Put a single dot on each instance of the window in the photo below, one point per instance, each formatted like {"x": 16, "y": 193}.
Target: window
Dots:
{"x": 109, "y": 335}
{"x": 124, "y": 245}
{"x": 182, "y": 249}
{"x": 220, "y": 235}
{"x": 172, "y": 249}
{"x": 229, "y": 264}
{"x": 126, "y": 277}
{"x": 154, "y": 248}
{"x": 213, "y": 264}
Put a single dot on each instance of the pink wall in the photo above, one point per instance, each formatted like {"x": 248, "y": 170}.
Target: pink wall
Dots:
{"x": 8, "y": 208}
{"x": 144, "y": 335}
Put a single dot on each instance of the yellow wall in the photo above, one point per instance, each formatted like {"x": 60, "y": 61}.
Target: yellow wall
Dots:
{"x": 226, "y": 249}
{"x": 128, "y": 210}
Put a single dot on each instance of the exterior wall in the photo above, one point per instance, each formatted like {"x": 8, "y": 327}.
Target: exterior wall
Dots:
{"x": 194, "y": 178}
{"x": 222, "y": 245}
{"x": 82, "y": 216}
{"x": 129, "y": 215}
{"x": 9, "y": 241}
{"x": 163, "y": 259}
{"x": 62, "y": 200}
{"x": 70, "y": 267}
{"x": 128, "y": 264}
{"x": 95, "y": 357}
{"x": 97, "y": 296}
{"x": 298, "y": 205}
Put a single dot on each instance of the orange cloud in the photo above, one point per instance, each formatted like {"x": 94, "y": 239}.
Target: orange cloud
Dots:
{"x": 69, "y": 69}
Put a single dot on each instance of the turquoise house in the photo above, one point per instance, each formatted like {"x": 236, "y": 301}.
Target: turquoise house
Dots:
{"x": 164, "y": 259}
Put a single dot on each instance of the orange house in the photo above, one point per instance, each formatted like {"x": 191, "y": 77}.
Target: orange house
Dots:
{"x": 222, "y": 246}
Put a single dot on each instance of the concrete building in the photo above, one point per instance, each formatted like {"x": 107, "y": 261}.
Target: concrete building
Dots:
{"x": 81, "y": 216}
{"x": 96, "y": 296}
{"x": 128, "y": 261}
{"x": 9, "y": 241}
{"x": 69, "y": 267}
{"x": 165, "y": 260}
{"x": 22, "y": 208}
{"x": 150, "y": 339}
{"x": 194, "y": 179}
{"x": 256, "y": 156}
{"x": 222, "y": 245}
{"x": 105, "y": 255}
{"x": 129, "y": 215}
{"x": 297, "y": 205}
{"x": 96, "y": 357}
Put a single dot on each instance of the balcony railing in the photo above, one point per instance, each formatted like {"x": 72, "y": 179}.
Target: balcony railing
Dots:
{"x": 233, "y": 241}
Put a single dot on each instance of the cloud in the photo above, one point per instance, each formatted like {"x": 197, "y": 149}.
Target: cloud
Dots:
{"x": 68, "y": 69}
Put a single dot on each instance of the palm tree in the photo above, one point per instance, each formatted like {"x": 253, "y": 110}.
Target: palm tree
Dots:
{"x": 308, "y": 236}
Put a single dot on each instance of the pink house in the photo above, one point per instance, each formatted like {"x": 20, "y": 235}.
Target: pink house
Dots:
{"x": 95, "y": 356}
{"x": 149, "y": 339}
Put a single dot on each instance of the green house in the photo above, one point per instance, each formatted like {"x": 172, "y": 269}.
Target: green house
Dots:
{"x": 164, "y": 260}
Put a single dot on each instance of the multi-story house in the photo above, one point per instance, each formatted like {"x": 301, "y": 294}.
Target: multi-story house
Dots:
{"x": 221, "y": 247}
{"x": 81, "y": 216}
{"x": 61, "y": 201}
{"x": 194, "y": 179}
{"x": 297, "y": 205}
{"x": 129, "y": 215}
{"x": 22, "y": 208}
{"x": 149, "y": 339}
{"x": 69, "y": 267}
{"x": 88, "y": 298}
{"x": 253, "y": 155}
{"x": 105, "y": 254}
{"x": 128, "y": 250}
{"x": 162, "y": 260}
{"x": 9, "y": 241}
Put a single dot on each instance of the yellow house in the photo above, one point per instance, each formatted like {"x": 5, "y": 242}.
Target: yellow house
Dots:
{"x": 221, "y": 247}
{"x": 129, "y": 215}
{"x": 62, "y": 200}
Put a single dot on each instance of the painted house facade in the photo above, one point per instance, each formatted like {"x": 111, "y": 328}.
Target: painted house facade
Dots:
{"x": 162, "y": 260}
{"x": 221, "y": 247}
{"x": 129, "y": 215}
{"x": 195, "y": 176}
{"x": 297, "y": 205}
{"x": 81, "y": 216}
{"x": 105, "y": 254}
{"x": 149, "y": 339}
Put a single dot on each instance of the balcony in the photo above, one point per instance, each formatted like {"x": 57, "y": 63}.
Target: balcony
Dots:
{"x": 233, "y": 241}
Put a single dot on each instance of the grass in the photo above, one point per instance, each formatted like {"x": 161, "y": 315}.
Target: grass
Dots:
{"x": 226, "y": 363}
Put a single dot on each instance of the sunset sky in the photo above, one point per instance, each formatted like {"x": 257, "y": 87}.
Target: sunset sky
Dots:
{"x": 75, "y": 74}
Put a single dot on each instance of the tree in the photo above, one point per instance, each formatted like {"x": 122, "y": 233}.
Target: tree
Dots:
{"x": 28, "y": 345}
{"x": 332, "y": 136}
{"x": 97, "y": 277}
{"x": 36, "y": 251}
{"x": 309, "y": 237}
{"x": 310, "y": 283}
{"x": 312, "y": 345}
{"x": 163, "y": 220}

========================

Reproduce every line from the one that contains "Put a single dot on each instance of the tree" through the last line above, request lines included. Offset each x and y coordinate in the answer points by -101, and leave the request lines and their format samples unchanged.

Put a single dot on each instance of the tree in the photo above, one point per instance, each formatted like {"x": 122, "y": 233}.
Target: tree
Dots:
{"x": -73, "y": 244}
{"x": 231, "y": 35}
{"x": -4, "y": 176}
{"x": -65, "y": 150}
{"x": 208, "y": 136}
{"x": 209, "y": 182}
{"x": 211, "y": 244}
{"x": 62, "y": 119}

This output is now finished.